» **EXTRAIT**
—————

Sur une deuxième embarcation, également surchargée avec 83 migrants à bord, "plusieurs pannes moteur ont généré des mouvements de panique" au large de Calais et des migrants sont tombés à la mer, mais ont pu être secourus. Le patrouilleur Le Flamant a été engagé dans le sauvetage. Douze migrants ont décidé de continuer leur route, "avant de renoncer et d'être pris en charge par le navire Minck", a précisé Jacques Billant. 

Les très nombreux migrants pris en charge viennent de très nombreux pays, a énuméré le préfet : Erythrée, Vietnam, Afghanistan, Iran, Ethiopie, Libye, Syrie, Egypte, Koweït ou encore Irak.

Deux enquêtes en cours

Deux enquêtes ont été ouvertes par le parquet de Boulogne et ont été confiées à l'Office de lutte contre le trafic illicite de migrants (Oltim) et à la gendarmerie maritime. La première, pour homicide involontaire aggravé et association de malfaiteurs. La seconde, concernant l'autre embarcation, pour association de malfaiteurs et "aide à des étrangers en situation irrégulière aggravée par les circonstances de la bande organisée et du risque d'infirmité et de mort", a détaillé le procureur Guirec Le Bras. Dans le cadre de ces enquêtes, l'Oltim auditionne 65 personnes. 

Des drames qui s'accumulent depuis le début de l'année

Les tentatives de traversées se sont multipliées depuis jeudi soir, en raison d'une fenêtre météorologique jugée favorable. "Plus de 250 migrants [ont été] secourus en mer", dans "31 tentatives de traversée empêchées", a rapporté Jacques Billant. Cela s'inscrit dans l'année la plus meurtrière dans la Manche (une cinquantaine de morts) depuis le début du phénomène, en 2018, des traversées à bord de canots pneumatiques. Dans la nuit du 14 au 15 septembre, huit migrants avaient trouvé la mort dans le naufrage d'une embarcation qui venait de quitter les côtes françaises. Le 3 septembre, au moins 12 autres étaient morts quand leur embarcation s'était disloquée au large du cap Gris-Nez dans le pire naufrage de l'année à ce jour.

—————

» **DONNÉES FOURNIES**

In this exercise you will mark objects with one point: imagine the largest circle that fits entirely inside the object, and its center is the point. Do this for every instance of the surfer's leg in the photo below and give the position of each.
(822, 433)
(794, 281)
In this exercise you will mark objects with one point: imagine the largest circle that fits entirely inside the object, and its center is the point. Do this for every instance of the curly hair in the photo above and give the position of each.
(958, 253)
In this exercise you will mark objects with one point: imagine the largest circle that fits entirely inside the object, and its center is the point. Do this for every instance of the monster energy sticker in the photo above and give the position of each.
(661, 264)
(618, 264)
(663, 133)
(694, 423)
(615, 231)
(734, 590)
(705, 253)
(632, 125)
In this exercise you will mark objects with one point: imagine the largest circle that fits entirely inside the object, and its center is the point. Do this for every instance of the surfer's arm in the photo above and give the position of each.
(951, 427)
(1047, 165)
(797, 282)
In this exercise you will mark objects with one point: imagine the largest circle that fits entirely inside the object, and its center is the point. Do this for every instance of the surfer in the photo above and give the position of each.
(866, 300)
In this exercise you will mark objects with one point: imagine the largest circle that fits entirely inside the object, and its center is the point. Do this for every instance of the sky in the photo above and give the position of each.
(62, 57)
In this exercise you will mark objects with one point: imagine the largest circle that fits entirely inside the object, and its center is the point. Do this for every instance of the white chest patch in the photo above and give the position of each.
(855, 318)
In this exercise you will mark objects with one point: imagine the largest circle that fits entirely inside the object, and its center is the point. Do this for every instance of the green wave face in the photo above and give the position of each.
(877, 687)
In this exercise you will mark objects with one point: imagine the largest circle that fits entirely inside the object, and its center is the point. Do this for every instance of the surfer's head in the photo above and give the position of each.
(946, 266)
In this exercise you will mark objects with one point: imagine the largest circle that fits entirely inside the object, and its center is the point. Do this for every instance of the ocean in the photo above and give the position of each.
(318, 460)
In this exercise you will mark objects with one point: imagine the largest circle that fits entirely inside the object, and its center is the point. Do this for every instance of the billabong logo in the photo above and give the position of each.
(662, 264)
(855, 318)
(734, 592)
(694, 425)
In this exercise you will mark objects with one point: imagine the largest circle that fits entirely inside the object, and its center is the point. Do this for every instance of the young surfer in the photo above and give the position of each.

—————

» **CONSIGNE A**
Recopiez mot pour mot le passage de l'article sur les migrants dans la Manche qui va de "Les tentatives de" jusqu'à "l'année à ce jour.".
» **CONSIGNE B**
Poursuivez l'article sur les traversées de migrants dans la Manche à partir de l'endroit où il s'arrête.
Les données fournies ne sont pas nécessaires ici.

» **RÉSULTAT OBTENU A**
Les tentatives de traversées se sont multipliées depuis jeudi soir, en raison d'une fenêtre météorologique jugée favorable. "Plus de 250 migrants [ont été] secourus en mer", dans "31 tentatives de traversée empêchées", a rapporté Jacques Billant. Cela s'inscrit dans l'année la plus meurtrière dans la Manche (une cinquantaine de morts) depuis le début du phénomène, en 2018, des traversées à bord de canots pneumatiques. Dans la nuit du 14 au 15 septembre, huit migrants avaient trouvé la mort dans le naufrage d'une embarcation qui venait de quitter les côtes françaises. Le 3 septembre, au moins 12 autres étaient morts quand leur embarcation s'était disloquée au large du cap Gris-Nez dans le pire naufrage de l'année à ce jour.

» **RÉSULTAT OBTENU B**
Le préfet et le procureur ont, d'une même voix, dénoncé les "réseaux criminels" de passeurs. Samedi au matin, "pour sécuriser leurs gains, les passeurs sans scrupules n'ont pas hésité à séparer des enfants en bas âge de leurs parents, parents à qui ils n'ont pas permis l'accès au bateau, tandis que l'enfant seul avait déjà été pris de force dans l'embarcation", a illustré Jacques Billant. "Je suis arrivé en fonction en 2021 et, à l'époque, c'était 30 personnes. Maintenant, c'est plus de 65 personnes en moyenne sur les bateaux et il n'y a plus de gilet de sauvetage", a complété Guirec Le Bras.

Sur le réseau social X, le ministre de l'Intérieur, Bruno Retailleau, a dénoncé un "épouvantable drame qui doit tous nous faire prendre conscience de la tragédie qui se joue. Les passeurs ont le sang de ces personnes sur les mains et notre gouvernement intensifiera la lutte contre ces mafias qui s'enrichissent en organisant ces traversées de la mort".

"Ce matin, un enfant meurt pendant une traversée de la Manche. C'est ce que Bruno Retailleau appelle une 'conséquence néfaste' de sa politique 'efficace' menée à la frontière. Nous continuerons à dénoncer l'action coupable des Etats et à soutenir les familles", a écrit, de son côté, l'association d'aide aux exilés Utopia 56.

Le maire du Portel, Olivier Barbarin, s'est dit samedi sur franceinfo "complétement désarmé par cette situation" et a lancé un appel à "nos gouvernants de l'Europe et d'Angleterre" pour éviter que "la Manche ne soit un cimetière marin". Il a notamment raconté que les migrants "étaient encore une centaine sur la plage du Portel cette nuit [vendredi à samedi] pour à attendre l'appel de passeurs", qu'il qualifie de "salopards". Ils sont "prêts à tout, pour quelques centaines d'euros, à essayer de faire passer tous ces pauvres migrants pour aller en Angleterre".